### WHAT THE TASK REQUIRES
Copy the data from the beginning up to and including the line containing "negative clicks: (88, 383)", replacing "rough mask" with "coarse mask" and leaving everything else unchanged. Leave the pictures out of your answer.

### DATA FOR PROCESSING
Start of Block
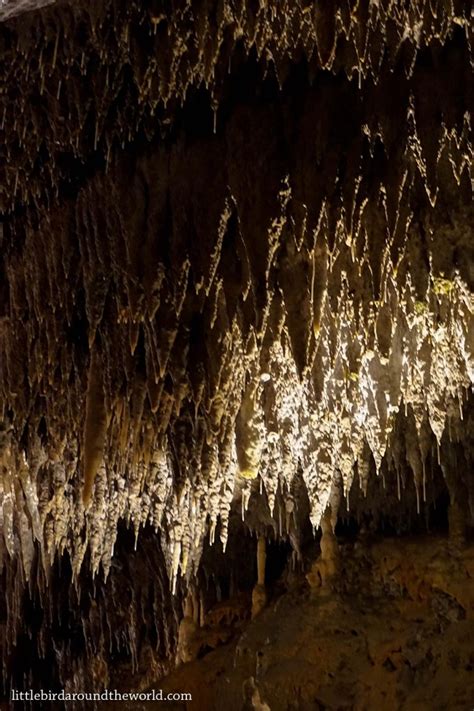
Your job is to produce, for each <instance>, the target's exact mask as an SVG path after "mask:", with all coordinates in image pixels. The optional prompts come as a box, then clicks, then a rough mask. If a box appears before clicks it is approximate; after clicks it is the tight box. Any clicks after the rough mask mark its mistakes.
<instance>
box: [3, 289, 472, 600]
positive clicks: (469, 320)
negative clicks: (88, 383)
mask: <svg viewBox="0 0 474 711" xmlns="http://www.w3.org/2000/svg"><path fill="white" fill-rule="evenodd" d="M323 302H324V303H323V306H322V308H321V315H320V320H319V323H318V328H317V337H316V338H317V346H316V348H315V350H314V355H313V359H312V361H311V362H310V363H308V364H307V367H306V369H305V372H304V374H303V375H301V374H300V373H299V371H298V367H297V365H296V363H295V359H294V357H293V355H292V350H291V338H290V337H289V333H288V328H287V325H286V323H287V320H288V313H287V312H285V306H284V302H281V301H280V305H279V311H278V314H277V317H275V314H273V315H271V314H270V315H269V319H270V318H272V320H273V327H272V329H271V335H272V340H271V343H270V344H266V346H265V350H264V349H263V348H262V347H259V346H258V344H257V339H256V338H255V336H251V337H250V339H249V338H247V339H244V337H243V334H242V333H241V332H240V331H239V328H238V326H237V324H234V326H233V329H232V331H231V333H230V334H228V336H227V338H228V346H227V353H228V356H227V358H226V359H224V360H225V362H224V364H223V365H222V366H221V373H220V388H219V394H220V400H219V402H217V403H214V406H215V407H216V408H219V412H218V413H217V414H216V413H215V417H214V420H213V423H214V426H213V427H212V428H211V427H208V426H207V427H206V423H205V421H204V420H203V419H202V418H201V419H200V418H198V419H197V420H196V421H195V423H194V425H193V426H194V428H195V430H194V432H193V434H192V436H189V433H188V436H185V434H186V433H185V430H184V424H185V423H183V431H182V433H181V435H182V437H181V440H180V439H179V432H180V431H179V428H176V429H175V433H174V435H172V436H170V437H169V438H168V439H167V438H165V439H164V440H162V439H157V438H156V434H155V433H154V431H153V428H152V427H151V424H150V423H149V425H148V426H147V424H146V420H145V419H143V417H142V416H141V414H140V417H139V419H138V420H137V421H134V420H133V416H132V419H131V420H128V419H127V418H128V417H130V415H129V414H128V413H126V411H125V408H123V405H120V404H117V403H115V405H114V407H113V409H112V410H111V411H109V412H108V413H107V416H106V420H107V423H108V426H107V428H106V431H105V432H104V435H103V438H104V439H103V443H102V445H101V452H100V457H99V459H98V461H97V463H96V470H95V471H94V480H93V481H92V483H91V498H90V501H89V502H88V505H87V506H86V507H84V503H83V486H84V482H83V478H84V477H83V475H82V474H81V470H80V467H79V456H80V452H81V447H82V451H84V449H83V447H84V443H83V441H82V438H81V437H79V438H78V439H75V438H74V437H72V436H71V433H68V437H67V439H65V441H64V442H63V446H62V448H61V450H60V451H58V452H56V456H55V457H54V456H53V454H52V452H51V451H49V452H48V450H47V448H45V447H44V446H43V445H42V443H41V441H40V439H39V437H37V438H36V442H35V444H33V445H32V446H31V447H30V449H29V451H28V452H27V453H25V451H22V449H21V448H20V447H19V445H18V443H17V442H15V441H14V439H13V437H12V432H11V431H10V432H9V431H4V432H3V434H2V479H1V490H0V497H1V498H0V513H1V516H2V540H1V542H0V560H1V562H2V564H4V563H5V562H6V558H13V557H16V556H21V560H22V563H23V568H24V573H25V577H26V579H28V577H29V570H30V568H31V565H32V562H33V558H34V552H35V545H38V547H39V548H40V550H41V552H42V555H43V556H44V559H45V564H46V565H47V564H51V562H52V561H53V559H54V557H55V555H56V554H61V553H62V552H63V551H64V550H68V552H69V554H70V556H71V560H72V562H73V568H74V570H75V572H76V575H77V574H78V573H79V570H80V568H81V564H82V561H83V558H84V554H85V551H86V548H87V547H88V548H89V551H90V561H91V566H92V573H93V574H95V573H96V572H97V571H98V569H99V566H100V565H102V566H103V569H104V571H105V573H106V574H107V572H108V571H109V569H110V565H111V560H112V556H113V550H114V543H115V539H116V536H117V527H118V523H119V521H120V520H121V519H125V520H127V521H129V522H130V523H131V524H132V525H133V527H134V529H135V532H136V535H138V532H139V529H140V528H141V527H142V526H144V525H145V524H151V525H152V526H154V527H155V529H156V530H157V531H158V530H159V531H160V532H161V539H162V545H163V548H164V552H165V557H166V560H167V563H168V569H169V574H170V578H171V580H172V584H173V587H174V586H175V585H176V578H177V576H178V574H179V573H181V574H183V575H185V574H188V573H191V572H196V570H197V566H198V563H199V558H200V553H201V549H202V544H203V540H204V537H205V536H207V535H209V536H210V539H211V542H212V541H213V540H214V535H215V531H216V527H217V524H218V523H219V532H220V537H221V540H222V543H223V545H224V547H225V543H226V535H227V522H228V517H229V510H230V507H231V505H232V499H233V496H234V495H235V489H236V488H237V490H238V491H239V492H240V494H241V505H242V515H243V516H245V508H246V506H247V505H248V501H249V497H250V495H251V493H252V483H251V480H252V479H256V478H257V477H260V479H261V482H262V485H263V488H264V490H265V493H266V497H267V500H268V504H269V508H270V512H271V514H272V515H273V513H274V505H275V499H276V497H277V495H278V494H280V495H282V496H283V499H284V500H285V497H286V506H287V508H288V510H290V511H291V507H292V496H293V495H292V494H291V493H290V492H291V491H292V490H293V488H294V487H293V483H294V480H295V478H296V475H297V473H298V471H302V474H303V479H304V482H305V485H306V488H307V493H308V496H309V501H310V506H311V521H312V523H313V525H314V526H319V523H320V520H321V516H322V514H323V513H324V511H325V509H326V506H327V504H328V502H329V497H330V494H331V490H332V487H333V482H334V480H335V478H336V477H341V478H342V486H343V490H344V492H345V493H346V494H347V492H348V491H349V489H350V487H351V483H352V480H353V477H354V470H355V466H356V465H357V471H358V476H359V481H360V483H361V485H362V488H364V486H366V484H367V477H368V468H369V463H370V462H369V460H370V458H371V457H373V460H374V461H375V466H376V469H377V470H378V471H379V470H380V468H381V466H382V462H383V461H384V460H385V466H387V467H388V468H389V469H394V470H395V471H397V472H400V470H401V469H402V468H403V467H404V466H405V462H408V465H409V467H410V468H411V470H412V473H413V481H414V485H415V488H416V492H417V496H418V497H419V498H420V499H422V498H423V492H424V490H425V485H426V476H427V475H426V470H425V462H426V459H427V457H428V454H429V452H430V450H431V448H432V443H433V438H432V433H433V434H434V437H435V439H436V441H437V442H438V444H439V443H440V442H441V438H442V436H443V432H444V430H445V427H446V426H447V423H448V422H450V427H451V436H453V437H454V438H460V437H461V434H460V432H461V431H462V424H460V418H462V412H463V402H464V400H465V399H466V397H467V391H468V390H469V389H470V388H471V387H472V385H473V383H474V343H473V338H472V334H473V319H474V315H473V312H474V305H473V300H472V295H471V293H470V292H469V291H468V289H467V288H466V286H465V284H464V283H463V282H462V280H460V279H459V278H455V279H454V280H453V281H452V282H447V281H446V280H440V279H432V281H431V284H430V287H429V289H428V291H427V294H426V301H424V302H419V301H417V300H416V298H415V294H414V290H413V288H412V287H411V286H410V284H409V283H407V285H406V286H405V288H404V289H403V290H402V291H400V290H397V288H396V285H395V282H394V281H393V279H389V280H388V281H387V288H386V289H385V296H384V298H383V299H382V300H380V302H378V303H374V304H372V306H371V309H372V310H371V314H372V315H371V318H372V324H371V327H370V324H369V327H368V325H367V323H365V322H364V321H363V320H360V321H359V323H357V321H358V320H357V318H356V314H355V312H354V308H355V307H354V303H353V302H352V300H351V297H350V295H349V294H347V292H346V291H345V290H344V289H342V291H341V294H340V297H339V302H338V308H337V310H333V309H332V308H331V307H330V304H329V300H328V299H327V298H326V299H325V298H323ZM275 309H276V307H275ZM275 309H270V311H272V310H275ZM263 342H265V340H264V341H263ZM265 343H266V342H265ZM263 363H265V367H264V368H263ZM89 405H90V403H89ZM403 409H404V410H405V412H408V411H410V413H411V414H412V416H413V421H414V427H413V428H412V430H409V431H408V434H407V435H406V438H405V442H404V443H402V444H400V443H399V442H398V443H397V442H393V441H392V433H393V429H394V425H395V421H396V418H397V417H400V410H403ZM402 414H403V413H402ZM137 417H138V415H137ZM138 429H140V430H141V433H142V434H143V432H145V433H146V437H137V434H136V433H137V430H138ZM120 435H122V441H121V443H120V445H118V438H119V437H120ZM86 446H87V443H86ZM86 503H87V502H86ZM279 518H280V520H279V522H277V521H275V527H276V528H278V526H279V529H280V535H282V534H283V533H284V532H285V531H282V528H281V527H282V521H281V511H279ZM84 527H85V528H84ZM83 530H85V534H83V533H80V532H81V531H83Z"/></svg>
End of Block
### TASK RESPONSE
Your job is to produce, for each <instance>, the target's exact mask as an SVG path after "mask:", with all coordinates in image pixels. The optional prompts come as a box, then clicks, then a coarse mask. If a box appears before clicks it is approximate; after clicks it is the tight box. Any clicks after the coarse mask mark its mistakes.
<instance>
box: [3, 289, 472, 600]
positive clicks: (469, 320)
negative clicks: (88, 383)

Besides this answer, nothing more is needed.